Look through the records, and whenever a line includes the word "orange", copy it.

▶ _DATA TO PROCESS_:

• • • • •

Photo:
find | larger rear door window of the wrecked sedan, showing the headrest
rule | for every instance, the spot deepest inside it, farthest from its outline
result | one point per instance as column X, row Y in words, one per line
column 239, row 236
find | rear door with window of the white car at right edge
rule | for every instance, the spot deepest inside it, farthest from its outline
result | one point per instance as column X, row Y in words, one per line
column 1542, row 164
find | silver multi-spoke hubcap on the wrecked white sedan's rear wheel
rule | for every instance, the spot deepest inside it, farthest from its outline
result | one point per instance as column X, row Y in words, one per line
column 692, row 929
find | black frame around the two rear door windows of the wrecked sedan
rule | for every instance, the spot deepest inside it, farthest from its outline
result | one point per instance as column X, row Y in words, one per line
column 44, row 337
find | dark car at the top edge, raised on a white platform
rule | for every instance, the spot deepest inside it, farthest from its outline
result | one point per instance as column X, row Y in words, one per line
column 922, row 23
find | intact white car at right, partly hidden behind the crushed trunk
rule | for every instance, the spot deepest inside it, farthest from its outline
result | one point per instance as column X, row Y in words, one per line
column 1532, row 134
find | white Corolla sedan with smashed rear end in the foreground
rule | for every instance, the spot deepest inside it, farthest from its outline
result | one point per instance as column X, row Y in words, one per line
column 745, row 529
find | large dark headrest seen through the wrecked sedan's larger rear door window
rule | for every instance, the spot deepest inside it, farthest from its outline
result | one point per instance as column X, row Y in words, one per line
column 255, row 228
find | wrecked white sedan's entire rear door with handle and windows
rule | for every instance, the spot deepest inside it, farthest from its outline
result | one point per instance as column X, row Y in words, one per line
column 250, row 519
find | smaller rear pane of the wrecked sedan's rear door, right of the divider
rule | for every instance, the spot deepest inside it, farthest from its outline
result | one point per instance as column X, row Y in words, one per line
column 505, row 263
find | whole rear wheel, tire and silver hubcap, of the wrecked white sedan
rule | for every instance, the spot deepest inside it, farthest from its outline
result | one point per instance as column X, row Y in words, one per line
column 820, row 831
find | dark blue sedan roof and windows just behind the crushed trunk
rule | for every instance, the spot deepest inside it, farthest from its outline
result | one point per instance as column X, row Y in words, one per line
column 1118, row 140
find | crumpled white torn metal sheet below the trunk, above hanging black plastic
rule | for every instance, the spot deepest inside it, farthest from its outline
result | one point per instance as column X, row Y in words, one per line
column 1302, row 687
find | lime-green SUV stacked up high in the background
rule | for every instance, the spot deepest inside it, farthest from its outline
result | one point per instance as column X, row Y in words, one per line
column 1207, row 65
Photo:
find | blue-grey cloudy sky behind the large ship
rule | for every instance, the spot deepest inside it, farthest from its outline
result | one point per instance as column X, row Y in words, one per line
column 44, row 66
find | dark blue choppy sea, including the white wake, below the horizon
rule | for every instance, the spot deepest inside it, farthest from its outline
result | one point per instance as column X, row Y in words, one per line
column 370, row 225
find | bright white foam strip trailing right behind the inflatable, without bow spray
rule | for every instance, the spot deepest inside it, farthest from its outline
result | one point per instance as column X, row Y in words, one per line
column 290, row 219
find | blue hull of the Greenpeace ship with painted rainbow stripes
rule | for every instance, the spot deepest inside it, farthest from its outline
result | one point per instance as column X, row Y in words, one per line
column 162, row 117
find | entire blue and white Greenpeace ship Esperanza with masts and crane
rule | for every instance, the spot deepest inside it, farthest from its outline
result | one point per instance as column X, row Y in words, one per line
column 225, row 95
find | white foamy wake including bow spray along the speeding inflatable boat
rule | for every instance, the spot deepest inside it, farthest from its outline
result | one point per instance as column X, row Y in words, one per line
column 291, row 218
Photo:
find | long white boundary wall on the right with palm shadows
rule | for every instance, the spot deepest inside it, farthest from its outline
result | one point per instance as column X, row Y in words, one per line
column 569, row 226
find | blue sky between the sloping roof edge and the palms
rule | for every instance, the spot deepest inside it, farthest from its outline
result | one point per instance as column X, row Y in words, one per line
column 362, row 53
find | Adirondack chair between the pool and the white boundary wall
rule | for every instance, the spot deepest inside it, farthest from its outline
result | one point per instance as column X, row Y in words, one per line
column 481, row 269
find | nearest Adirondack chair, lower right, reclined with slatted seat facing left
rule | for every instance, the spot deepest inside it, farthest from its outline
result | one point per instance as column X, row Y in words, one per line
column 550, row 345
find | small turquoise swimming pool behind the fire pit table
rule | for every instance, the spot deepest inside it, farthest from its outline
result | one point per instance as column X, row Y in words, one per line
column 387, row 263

• • • • •

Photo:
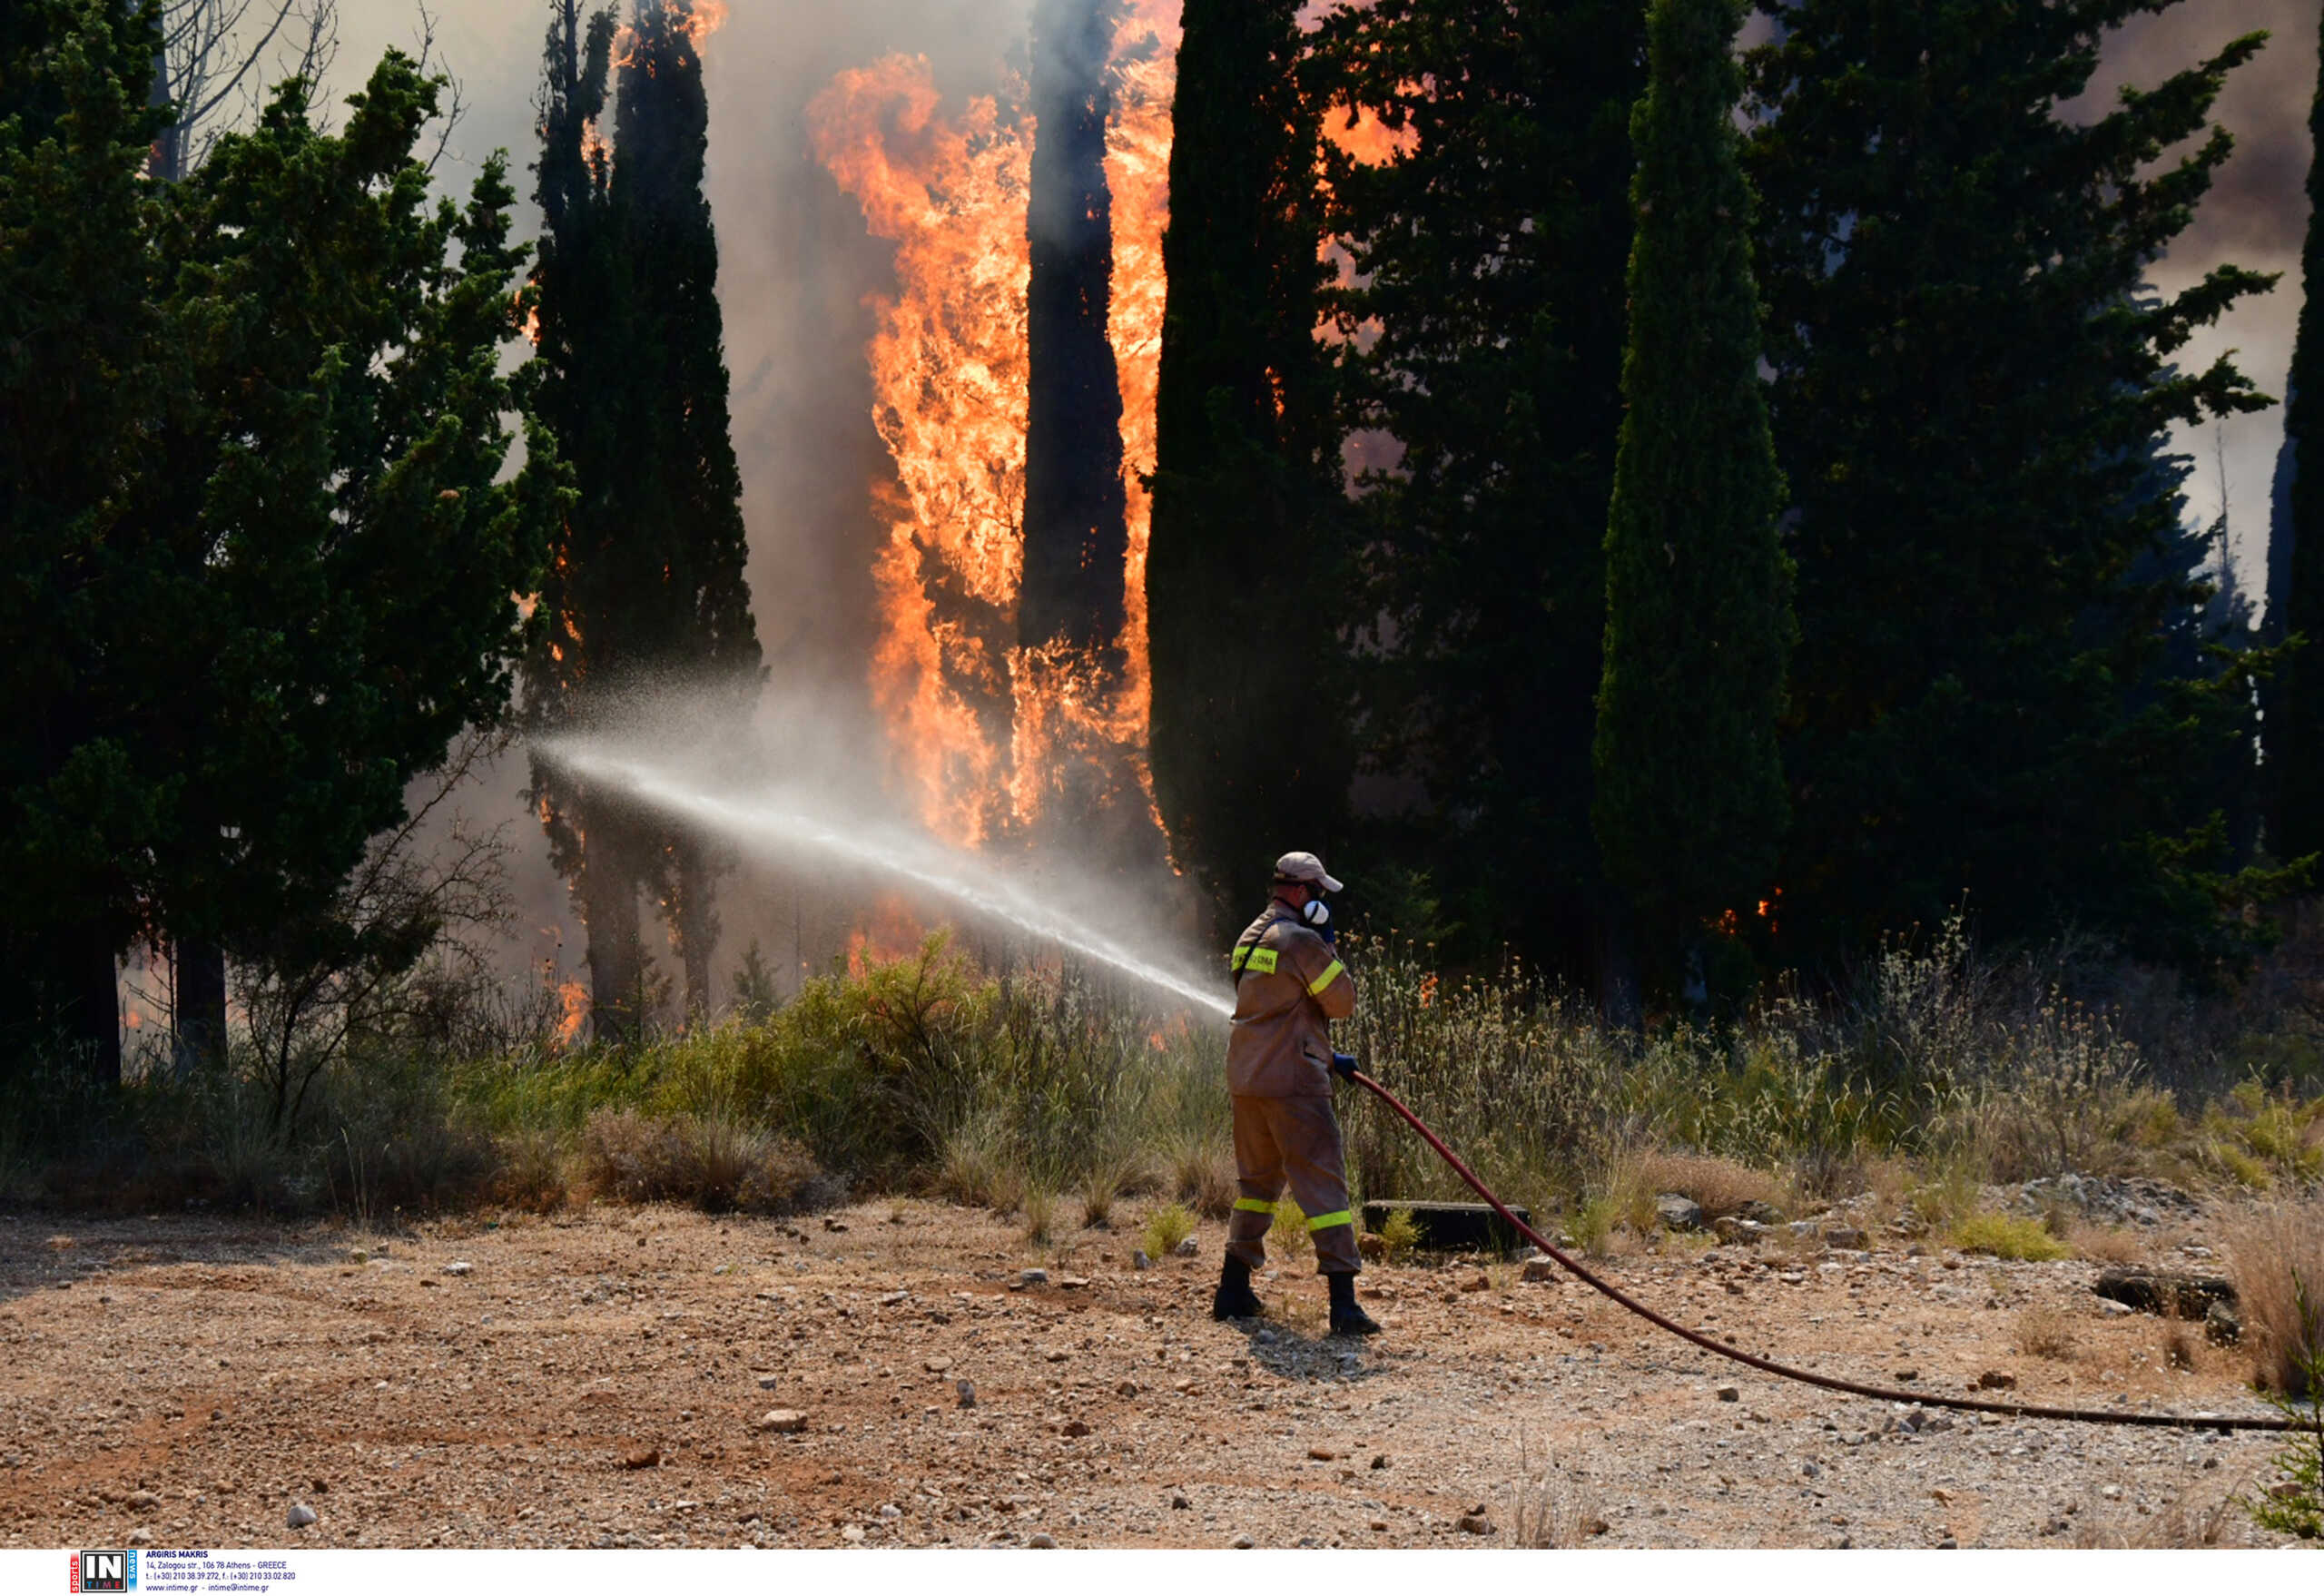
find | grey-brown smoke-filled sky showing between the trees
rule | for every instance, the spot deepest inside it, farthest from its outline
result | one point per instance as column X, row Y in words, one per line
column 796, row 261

• • • • •

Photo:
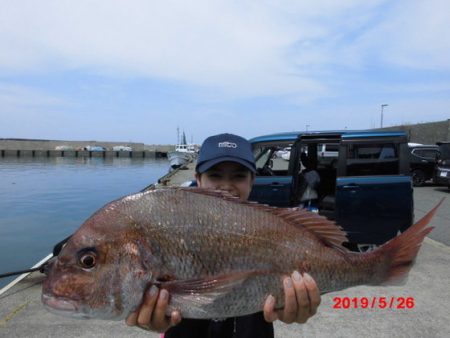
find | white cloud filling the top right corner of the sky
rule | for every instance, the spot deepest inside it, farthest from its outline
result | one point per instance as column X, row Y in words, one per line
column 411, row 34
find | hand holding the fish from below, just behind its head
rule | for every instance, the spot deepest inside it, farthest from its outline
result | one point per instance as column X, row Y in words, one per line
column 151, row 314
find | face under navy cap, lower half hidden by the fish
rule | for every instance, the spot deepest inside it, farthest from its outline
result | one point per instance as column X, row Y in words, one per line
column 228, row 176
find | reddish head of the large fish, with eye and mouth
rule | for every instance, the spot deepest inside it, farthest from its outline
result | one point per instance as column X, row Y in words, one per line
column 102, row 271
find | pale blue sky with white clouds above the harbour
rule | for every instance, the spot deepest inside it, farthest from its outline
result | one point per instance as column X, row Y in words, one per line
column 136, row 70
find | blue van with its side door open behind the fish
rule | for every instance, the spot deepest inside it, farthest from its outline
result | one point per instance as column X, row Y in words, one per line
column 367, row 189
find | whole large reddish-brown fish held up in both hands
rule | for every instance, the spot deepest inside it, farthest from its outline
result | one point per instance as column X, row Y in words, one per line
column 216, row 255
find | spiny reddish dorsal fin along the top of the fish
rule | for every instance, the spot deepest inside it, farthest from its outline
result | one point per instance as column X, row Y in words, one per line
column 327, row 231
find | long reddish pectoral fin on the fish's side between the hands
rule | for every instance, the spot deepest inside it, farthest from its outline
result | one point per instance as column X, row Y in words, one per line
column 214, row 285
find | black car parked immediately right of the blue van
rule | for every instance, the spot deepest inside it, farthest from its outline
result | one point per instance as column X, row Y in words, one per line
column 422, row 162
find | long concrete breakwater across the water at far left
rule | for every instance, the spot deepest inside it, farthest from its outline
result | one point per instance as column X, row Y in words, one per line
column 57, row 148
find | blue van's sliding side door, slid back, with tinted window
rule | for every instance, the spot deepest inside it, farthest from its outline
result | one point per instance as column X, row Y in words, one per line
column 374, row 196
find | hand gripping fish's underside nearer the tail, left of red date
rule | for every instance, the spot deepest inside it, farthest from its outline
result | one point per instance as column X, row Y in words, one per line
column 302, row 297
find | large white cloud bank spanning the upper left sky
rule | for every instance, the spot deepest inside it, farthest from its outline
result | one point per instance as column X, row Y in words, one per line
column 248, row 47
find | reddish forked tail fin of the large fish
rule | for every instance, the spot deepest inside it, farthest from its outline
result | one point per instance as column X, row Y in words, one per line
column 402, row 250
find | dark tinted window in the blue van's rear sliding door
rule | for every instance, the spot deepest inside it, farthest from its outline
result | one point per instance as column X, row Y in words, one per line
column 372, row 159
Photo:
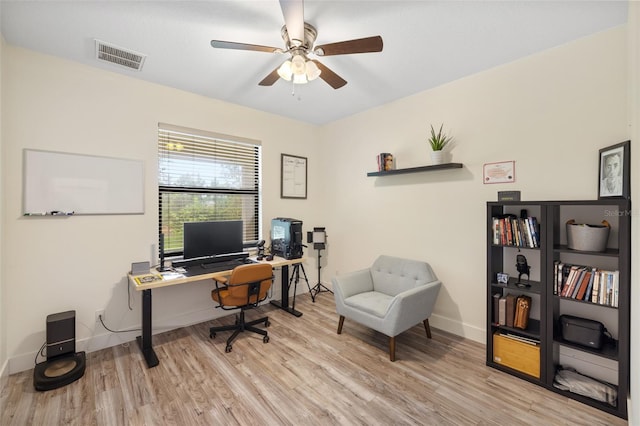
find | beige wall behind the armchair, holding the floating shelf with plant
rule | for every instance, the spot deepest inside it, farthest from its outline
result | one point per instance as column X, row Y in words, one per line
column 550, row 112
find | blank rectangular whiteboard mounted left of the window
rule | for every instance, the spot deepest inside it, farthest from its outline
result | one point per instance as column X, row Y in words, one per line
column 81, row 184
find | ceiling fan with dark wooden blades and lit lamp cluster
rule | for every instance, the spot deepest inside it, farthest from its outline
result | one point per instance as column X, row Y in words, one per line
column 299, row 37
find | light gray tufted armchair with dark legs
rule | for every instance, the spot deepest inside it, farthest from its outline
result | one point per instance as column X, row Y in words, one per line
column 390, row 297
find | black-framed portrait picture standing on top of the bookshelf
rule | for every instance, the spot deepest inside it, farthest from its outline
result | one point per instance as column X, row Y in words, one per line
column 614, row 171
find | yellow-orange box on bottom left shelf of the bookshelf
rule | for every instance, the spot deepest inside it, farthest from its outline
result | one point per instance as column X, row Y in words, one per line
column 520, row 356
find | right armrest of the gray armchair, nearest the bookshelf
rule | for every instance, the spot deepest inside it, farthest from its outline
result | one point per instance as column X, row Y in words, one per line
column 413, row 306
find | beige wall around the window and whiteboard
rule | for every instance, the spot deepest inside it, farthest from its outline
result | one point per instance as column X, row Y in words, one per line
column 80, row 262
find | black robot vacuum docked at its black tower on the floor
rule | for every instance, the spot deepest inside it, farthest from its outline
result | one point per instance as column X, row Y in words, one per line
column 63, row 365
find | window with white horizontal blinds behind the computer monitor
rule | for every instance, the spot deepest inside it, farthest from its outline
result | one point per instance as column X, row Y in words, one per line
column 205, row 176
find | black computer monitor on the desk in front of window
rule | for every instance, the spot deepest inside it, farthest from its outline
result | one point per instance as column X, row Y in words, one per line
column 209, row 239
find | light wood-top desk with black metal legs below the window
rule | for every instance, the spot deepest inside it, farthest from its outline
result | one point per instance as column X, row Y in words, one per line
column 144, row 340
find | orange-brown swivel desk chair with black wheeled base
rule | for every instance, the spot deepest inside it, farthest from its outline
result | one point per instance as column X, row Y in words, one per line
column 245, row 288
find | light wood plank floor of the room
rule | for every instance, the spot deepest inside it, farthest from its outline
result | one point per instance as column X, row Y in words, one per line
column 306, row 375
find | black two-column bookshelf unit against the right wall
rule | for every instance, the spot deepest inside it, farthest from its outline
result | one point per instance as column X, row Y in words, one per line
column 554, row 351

• • • • •

▶ _SOLUTION TO THE PROBLEM_:
find | yellow-orange box on bottom left shelf of the bookshelf
find | orange-brown swivel desk chair with black wheeled base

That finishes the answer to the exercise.